■ What you have to do ■
Count the lines in the data below that contain the string "Target". Reply with the number alone.

■ Available records ■
━━━

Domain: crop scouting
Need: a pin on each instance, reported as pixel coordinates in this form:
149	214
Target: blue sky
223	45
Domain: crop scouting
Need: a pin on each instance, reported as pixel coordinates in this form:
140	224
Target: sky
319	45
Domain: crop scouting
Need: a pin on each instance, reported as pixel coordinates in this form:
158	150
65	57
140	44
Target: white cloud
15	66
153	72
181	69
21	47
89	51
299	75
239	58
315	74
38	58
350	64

━━━

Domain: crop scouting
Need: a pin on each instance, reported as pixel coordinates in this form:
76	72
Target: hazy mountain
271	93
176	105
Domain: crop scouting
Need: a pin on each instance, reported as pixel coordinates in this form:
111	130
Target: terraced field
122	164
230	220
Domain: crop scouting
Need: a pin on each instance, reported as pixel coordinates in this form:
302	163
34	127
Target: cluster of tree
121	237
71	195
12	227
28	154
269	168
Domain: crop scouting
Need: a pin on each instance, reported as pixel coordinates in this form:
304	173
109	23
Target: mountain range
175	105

━━━

■ Problem solution ■
7